▶ **BRIEF**:
Each record is to be given again without alteration.

▶ **THE DATA**:
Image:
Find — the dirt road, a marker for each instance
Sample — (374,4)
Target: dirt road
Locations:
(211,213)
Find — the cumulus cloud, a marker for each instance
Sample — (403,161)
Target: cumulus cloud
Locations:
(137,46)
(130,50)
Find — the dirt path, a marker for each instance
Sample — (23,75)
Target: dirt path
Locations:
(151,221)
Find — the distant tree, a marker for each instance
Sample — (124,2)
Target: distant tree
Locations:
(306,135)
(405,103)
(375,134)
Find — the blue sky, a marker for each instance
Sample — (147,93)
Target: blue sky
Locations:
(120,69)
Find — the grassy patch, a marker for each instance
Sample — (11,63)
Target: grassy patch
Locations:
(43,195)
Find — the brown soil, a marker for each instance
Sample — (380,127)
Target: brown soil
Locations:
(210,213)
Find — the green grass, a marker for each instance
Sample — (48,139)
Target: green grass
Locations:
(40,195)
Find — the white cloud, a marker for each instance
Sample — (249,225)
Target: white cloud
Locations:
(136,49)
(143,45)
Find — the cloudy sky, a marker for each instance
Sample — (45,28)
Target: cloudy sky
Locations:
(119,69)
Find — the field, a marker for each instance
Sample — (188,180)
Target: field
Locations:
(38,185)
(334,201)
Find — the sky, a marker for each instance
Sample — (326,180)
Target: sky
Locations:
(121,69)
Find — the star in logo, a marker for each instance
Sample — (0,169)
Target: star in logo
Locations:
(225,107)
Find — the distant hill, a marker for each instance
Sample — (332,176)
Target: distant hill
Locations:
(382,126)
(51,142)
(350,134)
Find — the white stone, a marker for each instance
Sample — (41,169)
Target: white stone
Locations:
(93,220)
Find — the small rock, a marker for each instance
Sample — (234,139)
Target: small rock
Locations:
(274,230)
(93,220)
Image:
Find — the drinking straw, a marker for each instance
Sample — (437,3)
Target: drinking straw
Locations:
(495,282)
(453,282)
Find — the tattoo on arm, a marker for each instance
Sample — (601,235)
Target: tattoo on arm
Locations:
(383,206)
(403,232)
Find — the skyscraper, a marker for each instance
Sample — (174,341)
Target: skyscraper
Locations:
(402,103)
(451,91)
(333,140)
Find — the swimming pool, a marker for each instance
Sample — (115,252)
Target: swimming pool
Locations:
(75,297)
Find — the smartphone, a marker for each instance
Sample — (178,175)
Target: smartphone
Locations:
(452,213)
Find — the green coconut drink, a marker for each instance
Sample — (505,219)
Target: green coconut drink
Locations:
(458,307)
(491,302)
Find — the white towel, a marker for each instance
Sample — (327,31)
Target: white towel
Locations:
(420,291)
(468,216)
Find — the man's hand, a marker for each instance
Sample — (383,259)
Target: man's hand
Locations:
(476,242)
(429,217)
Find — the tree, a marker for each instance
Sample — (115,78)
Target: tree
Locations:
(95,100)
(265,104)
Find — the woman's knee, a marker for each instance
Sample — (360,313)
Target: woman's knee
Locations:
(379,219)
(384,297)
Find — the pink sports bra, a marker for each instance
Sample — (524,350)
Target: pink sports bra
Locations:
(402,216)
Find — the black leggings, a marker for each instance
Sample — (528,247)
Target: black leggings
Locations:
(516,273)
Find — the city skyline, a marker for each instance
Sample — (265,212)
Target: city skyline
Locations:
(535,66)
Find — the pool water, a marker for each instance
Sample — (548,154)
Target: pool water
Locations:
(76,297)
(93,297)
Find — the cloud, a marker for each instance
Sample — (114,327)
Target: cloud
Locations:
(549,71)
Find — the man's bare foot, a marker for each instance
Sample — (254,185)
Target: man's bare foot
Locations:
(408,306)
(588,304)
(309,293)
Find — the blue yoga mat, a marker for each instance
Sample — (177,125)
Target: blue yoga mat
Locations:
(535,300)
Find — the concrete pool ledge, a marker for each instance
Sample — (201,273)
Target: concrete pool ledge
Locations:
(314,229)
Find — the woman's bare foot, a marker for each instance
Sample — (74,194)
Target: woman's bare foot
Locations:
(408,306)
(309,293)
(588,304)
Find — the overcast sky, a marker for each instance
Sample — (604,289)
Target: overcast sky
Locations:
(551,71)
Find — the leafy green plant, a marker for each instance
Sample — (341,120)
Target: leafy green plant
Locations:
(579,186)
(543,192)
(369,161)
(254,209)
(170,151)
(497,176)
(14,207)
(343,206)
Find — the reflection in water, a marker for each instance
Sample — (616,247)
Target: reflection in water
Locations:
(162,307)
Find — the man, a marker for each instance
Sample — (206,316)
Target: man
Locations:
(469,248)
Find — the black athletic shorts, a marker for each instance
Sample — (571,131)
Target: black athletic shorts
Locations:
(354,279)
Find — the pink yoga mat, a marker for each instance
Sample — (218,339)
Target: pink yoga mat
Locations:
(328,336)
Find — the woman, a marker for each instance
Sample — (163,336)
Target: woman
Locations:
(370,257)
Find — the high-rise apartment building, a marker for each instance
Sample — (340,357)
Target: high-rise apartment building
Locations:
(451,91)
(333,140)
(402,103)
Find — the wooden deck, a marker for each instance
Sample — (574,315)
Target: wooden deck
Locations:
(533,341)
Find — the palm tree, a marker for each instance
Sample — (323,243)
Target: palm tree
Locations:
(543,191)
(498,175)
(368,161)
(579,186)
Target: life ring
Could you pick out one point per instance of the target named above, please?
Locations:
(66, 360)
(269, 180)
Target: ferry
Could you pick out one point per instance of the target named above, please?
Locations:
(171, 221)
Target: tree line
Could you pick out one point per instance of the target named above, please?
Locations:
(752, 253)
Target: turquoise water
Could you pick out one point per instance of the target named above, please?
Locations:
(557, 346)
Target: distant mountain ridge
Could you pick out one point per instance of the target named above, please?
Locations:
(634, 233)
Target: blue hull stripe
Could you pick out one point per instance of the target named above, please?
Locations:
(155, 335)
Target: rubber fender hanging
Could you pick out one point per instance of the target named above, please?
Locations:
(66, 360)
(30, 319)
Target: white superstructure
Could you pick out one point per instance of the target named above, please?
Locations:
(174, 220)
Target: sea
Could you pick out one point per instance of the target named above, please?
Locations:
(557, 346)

▶ **SOLUTION**:
Image:
Find — the dirt road, a marker for each instance
Sample — (374,4)
Target: dirt road
Locations:
(211,213)
Find — the cumulus cloud, a marker for each instance
Sample — (403,161)
Target: cumulus cloud
Locations:
(137,46)
(130,50)
Find — the dirt path, a marker for each instance
Sample — (23,75)
Target: dirt path
Locations:
(151,221)
Find — the distant tree, a marker for each instance
Sample — (124,2)
Target: distant tree
Locations:
(306,135)
(405,103)
(375,134)
Find — the blue sky, a marker for each instance
Sample — (147,93)
Target: blue sky
Locations:
(120,69)
Find — the grassy patch, a marker for each instance
Sample — (11,63)
Target: grassy patch
Locations:
(43,195)
Find — the brown soil, a marker for each instance
Sample — (380,127)
Target: brown soil
Locations:
(210,213)
Find — the green grass, a marker for each instance
Sample — (48,139)
Target: green grass
Locations:
(40,195)
Find — the white cloud, a marker for each instance
Sample — (249,225)
Target: white cloud
Locations:
(136,49)
(143,45)
Find — the cloudy sky, a marker for each instance
Sample — (45,28)
Target: cloudy sky
Locations:
(119,69)
Find — the field, a marker for each instance
Sample — (188,180)
Target: field
Locations:
(38,185)
(334,201)
Find — the sky, a marker for each instance
Sample — (326,180)
Target: sky
Locations:
(121,69)
Find — the star in logo, a marker for each instance
Sample — (0,169)
Target: star in logo
Locations:
(225,107)
Find — the distant hill, a marker for each instance
Sample — (332,176)
Target: distant hill
Locations:
(382,126)
(51,142)
(350,134)
Find — the white stone, a marker for each instance
Sample — (41,169)
Target: white stone
Locations:
(93,220)
Find — the small rock, a marker for each instance
Sample — (234,139)
Target: small rock
Locations:
(274,230)
(93,220)
Image:
Find — the drinking straw, a marker for each instance
Sample — (437,3)
Target: drinking straw
Locations:
(495,282)
(453,282)
Find — the tattoo on arm, a marker for each instance
Sample — (601,235)
Target: tattoo on arm
Locations:
(383,206)
(403,232)
Find — the skyscraper, a marker for each instance
Sample — (174,341)
Target: skyscraper
Locations:
(402,103)
(451,91)
(333,140)
Find — the swimming pool, a marker for each instance
Sample — (115,252)
Target: swimming pool
Locations:
(75,297)
Find — the smartphone, a marker for each instance
Sample — (178,175)
Target: smartphone
Locations:
(452,213)
Find — the green coconut drink, a marker for each instance
Sample — (505,219)
Target: green coconut drink
Locations:
(458,307)
(491,302)
Find — the white towel, a marker for each instance
Sample — (327,31)
Target: white towel
Locations:
(420,291)
(468,216)
Find — the man's hand, a marker for each instance
Sample — (383,259)
Target: man's hand
Locations:
(476,242)
(429,217)
Find — the tree, a marker for each instance
Sample — (115,78)
Target: tree
Locations:
(95,100)
(265,104)
Find — the woman's knee, a marker for each instance
Sample — (360,313)
Target: woman's knee
Locations:
(379,219)
(384,297)
Find — the pink sports bra, a marker for each instance
Sample — (524,350)
Target: pink sports bra
Locations:
(402,216)
Find — the black leggings, a marker for each instance
Sample — (528,247)
Target: black leggings
Locations:
(516,273)
Find — the city skyline, a marker for each instance
Sample — (265,212)
Target: city skyline
Locations:
(535,66)
Find — the pool water, a marker for each instance
Sample — (548,154)
Target: pool water
Locations:
(76,297)
(93,297)
Find — the cloud, a marker for each instance
Sample — (114,327)
Target: cloud
Locations:
(549,71)
Find — the man's bare foot, a marker for each instance
Sample — (254,185)
Target: man's bare foot
Locations:
(408,306)
(588,304)
(309,293)
Find — the blue yoga mat, a marker for each instance
Sample — (177,125)
Target: blue yoga mat
Locations:
(535,300)
Find — the concrete pool ledge, a marker for each instance
Sample — (201,273)
Target: concrete pool ledge
Locations:
(314,229)
Find — the woman's bare foot, a marker for each instance
Sample — (74,194)
Target: woman's bare foot
Locations:
(408,306)
(309,293)
(588,304)
Find — the overcast sky, a marker for each instance
Sample — (604,289)
Target: overcast sky
Locations:
(551,71)
Find — the leafy green plant, a marker for each instance
Sample — (341,120)
Target: leafy green plant
Locations:
(579,186)
(543,192)
(369,161)
(254,209)
(170,151)
(497,176)
(14,207)
(343,206)
Find — the reflection in water, a marker for each instance
Sample — (616,247)
Target: reflection in water
Locations:
(162,307)
Find — the man, a marker for each instance
Sample — (206,316)
Target: man
Locations:
(469,248)
Find — the black athletic shorts, a marker for each instance
Sample — (571,131)
Target: black athletic shorts
Locations:
(354,279)
Find — the pink yoga mat, a marker for each instance
Sample — (218,339)
Target: pink yoga mat
Locations:
(328,336)
Find — the woman, a marker for each instance
Sample — (163,336)
Target: woman
Locations:
(370,257)
Find — the high-rise apartment building, a marker for each instance
Sample — (340,357)
Target: high-rise apartment building
Locations:
(451,91)
(333,140)
(402,103)
Find — the wooden deck, a marker for each instance
Sample — (574,315)
Target: wooden deck
Locations:
(533,341)
Find — the palm tree, a marker for each instance
Sample — (323,243)
Target: palm tree
Locations:
(543,191)
(498,175)
(368,161)
(579,186)
Target: life ring
Could you pick out one point per instance of the target named above, please?
Locations:
(66, 360)
(269, 180)
Target: ferry
Could you pick out one point per instance of the target named above, please?
Locations:
(171, 221)
Target: tree line
Could you pick out one point per instance of the target named above, please?
Locations:
(752, 253)
Target: turquoise water
Could you pick out one point per instance of the target named above, please?
Locations:
(557, 346)
Target: distant mountain ridge
Could you pick out one point per instance of the target named above, please?
Locations:
(634, 233)
Target: blue hull stripe
Could you pick out one point per instance of the target named above, please?
Locations:
(155, 335)
Target: rubber fender hanging
Could you pick out one point per instance of the target named above, please?
Locations:
(66, 360)
(30, 319)
Target: white superstructure
Could you pick out one point per instance of the target named above, please?
Locations:
(174, 220)
Target: sea
Could you pick out one point per instance of the target named above, please?
Locations:
(557, 346)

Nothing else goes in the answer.